Segmentation mask data
* * *

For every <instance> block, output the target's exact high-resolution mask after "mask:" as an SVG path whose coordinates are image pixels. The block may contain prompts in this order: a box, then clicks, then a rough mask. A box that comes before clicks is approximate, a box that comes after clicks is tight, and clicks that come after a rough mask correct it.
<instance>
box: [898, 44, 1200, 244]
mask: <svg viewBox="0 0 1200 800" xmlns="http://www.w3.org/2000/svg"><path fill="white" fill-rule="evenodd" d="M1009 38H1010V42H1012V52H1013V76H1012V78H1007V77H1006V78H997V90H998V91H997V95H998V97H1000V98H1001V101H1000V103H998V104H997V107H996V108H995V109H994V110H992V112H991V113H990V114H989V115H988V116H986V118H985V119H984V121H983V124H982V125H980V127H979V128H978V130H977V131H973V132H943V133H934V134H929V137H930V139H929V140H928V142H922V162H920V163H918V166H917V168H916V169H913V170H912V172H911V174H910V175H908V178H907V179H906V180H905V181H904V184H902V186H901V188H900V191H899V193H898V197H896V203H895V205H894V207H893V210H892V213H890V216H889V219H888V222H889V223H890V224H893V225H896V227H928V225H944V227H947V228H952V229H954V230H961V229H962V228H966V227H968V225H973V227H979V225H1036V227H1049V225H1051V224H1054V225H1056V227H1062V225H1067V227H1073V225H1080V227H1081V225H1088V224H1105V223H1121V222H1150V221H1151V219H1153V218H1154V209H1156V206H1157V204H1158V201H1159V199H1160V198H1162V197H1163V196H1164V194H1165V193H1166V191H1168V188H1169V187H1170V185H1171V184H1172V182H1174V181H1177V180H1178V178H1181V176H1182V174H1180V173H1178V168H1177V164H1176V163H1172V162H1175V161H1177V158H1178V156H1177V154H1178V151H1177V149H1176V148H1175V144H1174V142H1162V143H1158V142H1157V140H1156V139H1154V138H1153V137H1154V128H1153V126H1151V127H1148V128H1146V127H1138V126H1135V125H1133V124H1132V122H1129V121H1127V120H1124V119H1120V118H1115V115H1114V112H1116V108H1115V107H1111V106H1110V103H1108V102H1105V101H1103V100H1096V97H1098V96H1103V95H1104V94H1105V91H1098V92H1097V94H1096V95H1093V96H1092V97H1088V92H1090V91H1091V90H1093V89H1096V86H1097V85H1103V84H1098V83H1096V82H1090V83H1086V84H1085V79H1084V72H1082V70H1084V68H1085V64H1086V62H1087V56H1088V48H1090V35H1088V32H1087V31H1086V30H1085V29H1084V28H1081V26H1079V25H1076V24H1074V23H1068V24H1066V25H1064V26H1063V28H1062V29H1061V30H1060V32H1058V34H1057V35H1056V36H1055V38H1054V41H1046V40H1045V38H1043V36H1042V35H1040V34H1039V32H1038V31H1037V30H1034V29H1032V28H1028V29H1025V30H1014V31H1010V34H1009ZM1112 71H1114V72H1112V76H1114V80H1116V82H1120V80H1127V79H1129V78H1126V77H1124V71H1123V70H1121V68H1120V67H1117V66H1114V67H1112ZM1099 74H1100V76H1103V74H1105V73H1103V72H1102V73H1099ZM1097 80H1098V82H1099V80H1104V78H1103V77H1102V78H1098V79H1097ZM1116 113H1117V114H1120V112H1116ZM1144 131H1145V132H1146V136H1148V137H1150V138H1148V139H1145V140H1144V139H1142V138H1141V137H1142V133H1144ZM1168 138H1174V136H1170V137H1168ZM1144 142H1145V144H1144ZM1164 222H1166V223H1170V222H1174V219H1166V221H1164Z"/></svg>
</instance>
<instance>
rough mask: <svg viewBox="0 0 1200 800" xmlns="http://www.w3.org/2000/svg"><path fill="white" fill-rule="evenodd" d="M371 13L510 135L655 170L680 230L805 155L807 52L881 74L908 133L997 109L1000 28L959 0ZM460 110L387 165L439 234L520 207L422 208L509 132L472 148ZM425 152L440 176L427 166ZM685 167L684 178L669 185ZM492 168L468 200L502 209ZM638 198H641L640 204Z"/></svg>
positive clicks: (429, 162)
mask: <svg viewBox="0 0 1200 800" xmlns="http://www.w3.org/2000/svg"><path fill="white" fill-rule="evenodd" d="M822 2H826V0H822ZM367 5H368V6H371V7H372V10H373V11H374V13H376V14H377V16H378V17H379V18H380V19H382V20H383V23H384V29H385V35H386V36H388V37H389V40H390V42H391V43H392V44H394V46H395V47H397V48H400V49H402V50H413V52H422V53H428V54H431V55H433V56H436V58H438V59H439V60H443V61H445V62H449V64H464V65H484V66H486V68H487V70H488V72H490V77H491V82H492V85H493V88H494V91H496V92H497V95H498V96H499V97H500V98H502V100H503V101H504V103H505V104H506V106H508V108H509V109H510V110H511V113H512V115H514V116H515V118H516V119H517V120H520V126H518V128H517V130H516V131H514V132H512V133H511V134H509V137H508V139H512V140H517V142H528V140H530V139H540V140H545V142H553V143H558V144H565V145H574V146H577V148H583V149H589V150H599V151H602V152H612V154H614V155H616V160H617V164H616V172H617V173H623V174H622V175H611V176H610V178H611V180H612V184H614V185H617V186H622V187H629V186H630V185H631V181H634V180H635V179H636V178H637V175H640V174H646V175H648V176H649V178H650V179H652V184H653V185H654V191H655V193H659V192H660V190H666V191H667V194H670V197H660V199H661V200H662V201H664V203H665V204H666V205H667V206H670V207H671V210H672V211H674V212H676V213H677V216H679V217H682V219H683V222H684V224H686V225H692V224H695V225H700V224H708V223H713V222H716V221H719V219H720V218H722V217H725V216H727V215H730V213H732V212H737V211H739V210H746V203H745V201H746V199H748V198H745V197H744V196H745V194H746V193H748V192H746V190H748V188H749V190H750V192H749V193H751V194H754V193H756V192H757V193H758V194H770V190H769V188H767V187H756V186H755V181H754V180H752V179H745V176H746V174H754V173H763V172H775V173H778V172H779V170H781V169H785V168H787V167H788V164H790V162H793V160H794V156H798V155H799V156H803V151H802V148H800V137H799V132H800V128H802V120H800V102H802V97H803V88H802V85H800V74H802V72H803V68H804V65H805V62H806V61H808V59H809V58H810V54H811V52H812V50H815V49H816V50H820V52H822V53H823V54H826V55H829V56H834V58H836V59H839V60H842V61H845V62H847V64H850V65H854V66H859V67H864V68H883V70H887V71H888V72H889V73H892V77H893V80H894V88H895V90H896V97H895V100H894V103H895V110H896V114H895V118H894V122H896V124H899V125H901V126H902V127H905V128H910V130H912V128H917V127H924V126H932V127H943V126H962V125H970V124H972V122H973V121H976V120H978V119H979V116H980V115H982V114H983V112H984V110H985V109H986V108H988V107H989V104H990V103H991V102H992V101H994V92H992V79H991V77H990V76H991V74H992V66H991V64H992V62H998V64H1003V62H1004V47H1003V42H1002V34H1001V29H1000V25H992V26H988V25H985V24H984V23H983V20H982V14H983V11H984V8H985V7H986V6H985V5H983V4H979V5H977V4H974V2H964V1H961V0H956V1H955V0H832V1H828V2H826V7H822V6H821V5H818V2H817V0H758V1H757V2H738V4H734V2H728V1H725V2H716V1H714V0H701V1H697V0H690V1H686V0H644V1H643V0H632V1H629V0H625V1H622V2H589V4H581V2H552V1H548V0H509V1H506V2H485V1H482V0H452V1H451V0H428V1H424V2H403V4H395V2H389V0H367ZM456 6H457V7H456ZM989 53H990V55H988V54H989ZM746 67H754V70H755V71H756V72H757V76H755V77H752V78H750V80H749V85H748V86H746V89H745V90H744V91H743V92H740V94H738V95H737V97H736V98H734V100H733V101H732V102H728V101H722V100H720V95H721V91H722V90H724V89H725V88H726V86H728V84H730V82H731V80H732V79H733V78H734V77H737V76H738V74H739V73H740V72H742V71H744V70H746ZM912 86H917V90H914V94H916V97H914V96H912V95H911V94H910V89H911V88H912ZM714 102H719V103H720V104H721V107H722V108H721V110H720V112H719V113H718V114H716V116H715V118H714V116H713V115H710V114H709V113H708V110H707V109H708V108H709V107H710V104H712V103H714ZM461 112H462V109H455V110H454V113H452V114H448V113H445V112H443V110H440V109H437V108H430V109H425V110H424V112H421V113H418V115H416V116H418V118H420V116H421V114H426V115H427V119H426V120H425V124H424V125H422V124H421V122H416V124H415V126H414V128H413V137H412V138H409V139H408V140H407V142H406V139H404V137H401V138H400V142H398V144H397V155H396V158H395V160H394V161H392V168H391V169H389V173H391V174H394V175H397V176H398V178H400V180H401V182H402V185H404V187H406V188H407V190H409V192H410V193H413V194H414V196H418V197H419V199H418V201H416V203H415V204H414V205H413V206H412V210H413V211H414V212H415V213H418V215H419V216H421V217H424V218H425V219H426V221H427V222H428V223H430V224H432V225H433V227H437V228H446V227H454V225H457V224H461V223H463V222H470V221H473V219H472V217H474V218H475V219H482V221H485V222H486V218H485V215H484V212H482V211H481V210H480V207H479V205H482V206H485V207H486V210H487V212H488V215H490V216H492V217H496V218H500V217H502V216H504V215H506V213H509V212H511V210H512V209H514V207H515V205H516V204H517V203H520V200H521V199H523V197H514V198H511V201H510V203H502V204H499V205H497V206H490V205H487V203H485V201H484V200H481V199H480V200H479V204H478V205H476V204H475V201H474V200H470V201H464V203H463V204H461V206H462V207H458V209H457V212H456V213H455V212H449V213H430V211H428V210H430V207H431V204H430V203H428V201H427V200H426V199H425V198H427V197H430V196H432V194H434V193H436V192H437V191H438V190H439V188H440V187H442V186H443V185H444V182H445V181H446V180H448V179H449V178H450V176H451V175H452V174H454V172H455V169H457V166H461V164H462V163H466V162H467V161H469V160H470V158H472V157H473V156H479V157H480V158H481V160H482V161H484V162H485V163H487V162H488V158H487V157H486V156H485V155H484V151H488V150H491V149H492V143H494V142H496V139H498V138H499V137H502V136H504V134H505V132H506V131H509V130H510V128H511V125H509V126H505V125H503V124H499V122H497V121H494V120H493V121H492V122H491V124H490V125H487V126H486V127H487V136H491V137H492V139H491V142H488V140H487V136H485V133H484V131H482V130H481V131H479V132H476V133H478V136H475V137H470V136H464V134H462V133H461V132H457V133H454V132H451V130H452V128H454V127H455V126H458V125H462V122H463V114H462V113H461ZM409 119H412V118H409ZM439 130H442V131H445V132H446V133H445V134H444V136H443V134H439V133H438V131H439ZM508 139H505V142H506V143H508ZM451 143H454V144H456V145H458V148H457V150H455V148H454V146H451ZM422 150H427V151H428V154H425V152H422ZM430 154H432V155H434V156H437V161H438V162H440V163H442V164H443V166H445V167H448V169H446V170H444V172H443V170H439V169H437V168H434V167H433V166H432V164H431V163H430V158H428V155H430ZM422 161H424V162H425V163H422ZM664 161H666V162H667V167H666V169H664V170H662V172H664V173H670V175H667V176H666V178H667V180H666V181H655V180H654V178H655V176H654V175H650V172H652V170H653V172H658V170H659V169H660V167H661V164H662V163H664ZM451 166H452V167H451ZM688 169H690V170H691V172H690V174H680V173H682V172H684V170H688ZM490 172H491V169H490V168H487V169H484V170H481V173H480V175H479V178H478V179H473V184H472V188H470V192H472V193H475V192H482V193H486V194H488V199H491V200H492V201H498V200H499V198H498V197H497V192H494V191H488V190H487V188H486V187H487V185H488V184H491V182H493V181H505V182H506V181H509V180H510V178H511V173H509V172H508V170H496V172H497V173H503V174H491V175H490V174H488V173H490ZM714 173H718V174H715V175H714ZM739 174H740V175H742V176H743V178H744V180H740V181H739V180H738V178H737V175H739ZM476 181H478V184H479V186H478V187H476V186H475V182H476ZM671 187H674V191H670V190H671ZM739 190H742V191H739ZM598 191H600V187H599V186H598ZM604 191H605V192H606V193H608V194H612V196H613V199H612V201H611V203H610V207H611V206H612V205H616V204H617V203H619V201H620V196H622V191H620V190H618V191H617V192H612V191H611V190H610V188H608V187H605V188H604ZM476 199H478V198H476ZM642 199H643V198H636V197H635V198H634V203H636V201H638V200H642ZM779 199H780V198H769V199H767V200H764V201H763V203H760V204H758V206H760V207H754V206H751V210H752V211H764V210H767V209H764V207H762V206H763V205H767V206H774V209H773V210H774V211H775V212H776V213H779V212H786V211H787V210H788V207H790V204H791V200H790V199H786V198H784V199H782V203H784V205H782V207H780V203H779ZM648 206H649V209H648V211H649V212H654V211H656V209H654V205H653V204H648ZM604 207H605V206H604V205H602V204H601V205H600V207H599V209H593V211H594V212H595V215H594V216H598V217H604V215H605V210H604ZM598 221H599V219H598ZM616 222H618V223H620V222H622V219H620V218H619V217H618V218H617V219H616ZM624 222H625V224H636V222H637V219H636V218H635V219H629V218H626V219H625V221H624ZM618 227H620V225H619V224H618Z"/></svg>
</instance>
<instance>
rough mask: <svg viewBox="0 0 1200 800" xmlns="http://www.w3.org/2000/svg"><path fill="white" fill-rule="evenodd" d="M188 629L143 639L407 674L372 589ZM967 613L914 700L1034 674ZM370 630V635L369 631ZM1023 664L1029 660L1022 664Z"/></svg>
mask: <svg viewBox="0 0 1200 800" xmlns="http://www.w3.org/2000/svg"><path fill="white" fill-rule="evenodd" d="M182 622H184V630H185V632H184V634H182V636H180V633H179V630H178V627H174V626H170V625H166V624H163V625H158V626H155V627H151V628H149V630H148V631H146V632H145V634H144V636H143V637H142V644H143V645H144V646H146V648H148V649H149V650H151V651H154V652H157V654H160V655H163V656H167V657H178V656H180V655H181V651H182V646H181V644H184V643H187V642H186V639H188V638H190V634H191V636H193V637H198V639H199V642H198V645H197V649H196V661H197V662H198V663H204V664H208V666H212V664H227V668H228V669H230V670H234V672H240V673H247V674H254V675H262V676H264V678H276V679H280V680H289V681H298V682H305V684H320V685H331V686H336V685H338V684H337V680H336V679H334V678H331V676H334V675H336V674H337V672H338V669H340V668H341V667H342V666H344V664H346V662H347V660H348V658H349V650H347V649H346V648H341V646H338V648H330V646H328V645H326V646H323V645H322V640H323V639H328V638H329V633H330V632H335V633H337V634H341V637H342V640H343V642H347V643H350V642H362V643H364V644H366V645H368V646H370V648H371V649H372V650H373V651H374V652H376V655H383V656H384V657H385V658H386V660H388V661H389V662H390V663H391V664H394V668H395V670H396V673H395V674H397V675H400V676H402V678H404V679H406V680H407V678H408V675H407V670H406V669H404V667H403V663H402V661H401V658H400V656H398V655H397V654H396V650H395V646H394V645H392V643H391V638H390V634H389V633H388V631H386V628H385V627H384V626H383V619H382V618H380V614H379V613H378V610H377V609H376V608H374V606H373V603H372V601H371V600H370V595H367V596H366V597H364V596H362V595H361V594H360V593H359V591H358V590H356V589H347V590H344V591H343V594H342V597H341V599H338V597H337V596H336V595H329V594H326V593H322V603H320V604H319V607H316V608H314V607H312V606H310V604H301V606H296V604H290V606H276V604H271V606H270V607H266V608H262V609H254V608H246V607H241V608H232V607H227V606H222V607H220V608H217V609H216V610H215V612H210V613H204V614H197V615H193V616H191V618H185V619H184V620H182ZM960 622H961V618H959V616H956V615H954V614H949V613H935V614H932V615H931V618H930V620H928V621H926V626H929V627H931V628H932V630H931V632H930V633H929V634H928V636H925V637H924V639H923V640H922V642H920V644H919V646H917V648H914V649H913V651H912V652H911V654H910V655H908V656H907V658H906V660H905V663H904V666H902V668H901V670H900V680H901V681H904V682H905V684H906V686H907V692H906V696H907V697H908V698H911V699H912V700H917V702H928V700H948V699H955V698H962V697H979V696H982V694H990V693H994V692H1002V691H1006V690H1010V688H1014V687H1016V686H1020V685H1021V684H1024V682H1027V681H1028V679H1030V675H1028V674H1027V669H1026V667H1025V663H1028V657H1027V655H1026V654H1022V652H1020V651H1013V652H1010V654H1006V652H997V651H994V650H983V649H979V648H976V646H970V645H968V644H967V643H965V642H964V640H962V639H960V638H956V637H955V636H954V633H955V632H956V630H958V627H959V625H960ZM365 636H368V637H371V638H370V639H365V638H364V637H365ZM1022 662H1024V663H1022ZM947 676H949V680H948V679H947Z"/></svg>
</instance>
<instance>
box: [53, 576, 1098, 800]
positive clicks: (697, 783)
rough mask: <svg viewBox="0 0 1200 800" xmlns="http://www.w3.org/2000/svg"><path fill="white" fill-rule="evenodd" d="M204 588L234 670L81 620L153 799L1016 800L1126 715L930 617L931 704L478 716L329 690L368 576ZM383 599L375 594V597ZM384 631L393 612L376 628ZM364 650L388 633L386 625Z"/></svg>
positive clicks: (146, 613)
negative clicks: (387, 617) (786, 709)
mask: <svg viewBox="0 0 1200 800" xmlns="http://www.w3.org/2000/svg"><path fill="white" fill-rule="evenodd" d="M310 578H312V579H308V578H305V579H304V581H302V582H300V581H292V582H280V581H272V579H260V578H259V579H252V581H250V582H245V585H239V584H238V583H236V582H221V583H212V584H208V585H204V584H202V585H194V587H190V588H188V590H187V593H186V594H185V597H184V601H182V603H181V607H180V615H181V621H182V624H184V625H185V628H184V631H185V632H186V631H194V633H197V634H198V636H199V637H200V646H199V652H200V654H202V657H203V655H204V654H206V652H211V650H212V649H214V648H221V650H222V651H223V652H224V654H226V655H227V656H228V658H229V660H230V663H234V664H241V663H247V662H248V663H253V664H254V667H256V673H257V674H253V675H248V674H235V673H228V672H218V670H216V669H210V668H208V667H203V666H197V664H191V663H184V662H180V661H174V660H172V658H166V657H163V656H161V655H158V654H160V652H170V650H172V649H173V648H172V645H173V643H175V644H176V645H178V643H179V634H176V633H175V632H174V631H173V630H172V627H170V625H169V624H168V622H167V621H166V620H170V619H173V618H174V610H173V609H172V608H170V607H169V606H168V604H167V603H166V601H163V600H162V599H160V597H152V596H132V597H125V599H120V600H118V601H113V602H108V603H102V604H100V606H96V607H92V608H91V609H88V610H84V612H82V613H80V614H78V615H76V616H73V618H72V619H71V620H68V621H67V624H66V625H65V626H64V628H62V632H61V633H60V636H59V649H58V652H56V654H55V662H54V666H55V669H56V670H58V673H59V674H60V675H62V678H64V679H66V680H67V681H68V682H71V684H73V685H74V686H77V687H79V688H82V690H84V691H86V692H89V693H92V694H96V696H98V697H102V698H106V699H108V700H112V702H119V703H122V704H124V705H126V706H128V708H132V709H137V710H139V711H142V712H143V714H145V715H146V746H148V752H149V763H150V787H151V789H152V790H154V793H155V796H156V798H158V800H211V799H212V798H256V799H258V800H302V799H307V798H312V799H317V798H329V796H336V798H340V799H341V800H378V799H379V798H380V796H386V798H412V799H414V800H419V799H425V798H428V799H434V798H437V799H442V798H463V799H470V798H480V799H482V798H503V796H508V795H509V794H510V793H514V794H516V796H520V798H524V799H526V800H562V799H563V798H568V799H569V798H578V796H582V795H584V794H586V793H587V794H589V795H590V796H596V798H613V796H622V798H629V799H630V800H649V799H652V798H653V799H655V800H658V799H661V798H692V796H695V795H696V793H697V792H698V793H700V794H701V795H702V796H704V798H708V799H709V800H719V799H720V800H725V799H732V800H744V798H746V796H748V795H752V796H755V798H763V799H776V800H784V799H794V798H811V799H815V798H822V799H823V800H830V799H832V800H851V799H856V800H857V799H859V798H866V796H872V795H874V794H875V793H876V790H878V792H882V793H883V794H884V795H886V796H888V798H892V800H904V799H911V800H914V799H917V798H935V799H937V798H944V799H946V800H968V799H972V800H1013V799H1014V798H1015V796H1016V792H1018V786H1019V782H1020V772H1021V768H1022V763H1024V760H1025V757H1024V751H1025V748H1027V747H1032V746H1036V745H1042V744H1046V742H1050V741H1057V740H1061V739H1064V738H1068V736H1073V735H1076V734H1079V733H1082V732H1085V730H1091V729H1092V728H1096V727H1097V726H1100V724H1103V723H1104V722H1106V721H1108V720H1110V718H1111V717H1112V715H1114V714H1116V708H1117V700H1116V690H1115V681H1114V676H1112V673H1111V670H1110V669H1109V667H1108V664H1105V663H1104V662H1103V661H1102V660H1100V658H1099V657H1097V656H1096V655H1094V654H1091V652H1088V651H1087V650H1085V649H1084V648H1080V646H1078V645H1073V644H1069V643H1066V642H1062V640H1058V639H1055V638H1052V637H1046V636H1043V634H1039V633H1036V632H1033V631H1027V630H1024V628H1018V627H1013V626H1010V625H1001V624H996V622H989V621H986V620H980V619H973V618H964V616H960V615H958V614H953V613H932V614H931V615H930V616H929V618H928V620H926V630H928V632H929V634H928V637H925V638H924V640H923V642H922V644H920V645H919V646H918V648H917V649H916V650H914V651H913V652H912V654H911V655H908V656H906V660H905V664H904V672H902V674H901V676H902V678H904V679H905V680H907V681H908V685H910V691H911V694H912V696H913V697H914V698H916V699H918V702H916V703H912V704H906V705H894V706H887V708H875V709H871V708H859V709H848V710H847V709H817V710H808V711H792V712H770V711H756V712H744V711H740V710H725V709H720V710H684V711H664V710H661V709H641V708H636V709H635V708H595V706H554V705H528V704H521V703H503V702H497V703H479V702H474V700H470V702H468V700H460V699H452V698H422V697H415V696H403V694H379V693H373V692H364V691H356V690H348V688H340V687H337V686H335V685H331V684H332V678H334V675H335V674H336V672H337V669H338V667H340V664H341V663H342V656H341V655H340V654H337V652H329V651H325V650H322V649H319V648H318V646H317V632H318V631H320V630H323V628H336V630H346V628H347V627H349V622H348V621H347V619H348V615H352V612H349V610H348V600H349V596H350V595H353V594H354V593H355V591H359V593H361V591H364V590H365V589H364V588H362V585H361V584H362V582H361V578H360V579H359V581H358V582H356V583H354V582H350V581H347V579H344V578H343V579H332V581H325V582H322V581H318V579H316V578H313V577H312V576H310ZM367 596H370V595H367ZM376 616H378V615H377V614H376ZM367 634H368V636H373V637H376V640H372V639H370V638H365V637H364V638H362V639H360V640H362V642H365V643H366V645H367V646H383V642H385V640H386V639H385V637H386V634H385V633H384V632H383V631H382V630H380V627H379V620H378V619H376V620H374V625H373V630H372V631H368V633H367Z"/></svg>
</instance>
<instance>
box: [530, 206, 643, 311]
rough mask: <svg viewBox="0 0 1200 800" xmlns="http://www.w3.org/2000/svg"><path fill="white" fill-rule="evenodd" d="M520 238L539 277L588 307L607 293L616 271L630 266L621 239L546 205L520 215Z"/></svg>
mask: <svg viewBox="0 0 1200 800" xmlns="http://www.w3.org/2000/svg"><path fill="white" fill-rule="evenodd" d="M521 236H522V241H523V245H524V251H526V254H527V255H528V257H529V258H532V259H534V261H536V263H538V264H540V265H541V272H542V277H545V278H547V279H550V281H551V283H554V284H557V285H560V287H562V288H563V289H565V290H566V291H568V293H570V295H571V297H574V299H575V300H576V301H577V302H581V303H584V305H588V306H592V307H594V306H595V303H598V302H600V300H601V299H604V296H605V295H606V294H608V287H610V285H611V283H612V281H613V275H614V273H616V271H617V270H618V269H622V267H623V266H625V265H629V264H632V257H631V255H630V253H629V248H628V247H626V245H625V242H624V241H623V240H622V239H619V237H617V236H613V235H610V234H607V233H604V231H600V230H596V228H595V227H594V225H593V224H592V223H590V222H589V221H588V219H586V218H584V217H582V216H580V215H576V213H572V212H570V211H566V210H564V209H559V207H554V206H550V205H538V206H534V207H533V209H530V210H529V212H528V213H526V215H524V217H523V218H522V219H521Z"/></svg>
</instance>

* * *

▶ [What the task requires]:
Please tally the lines in the items above that contain the string "clicks" and give only that number.

▶ [Expected answer]:
5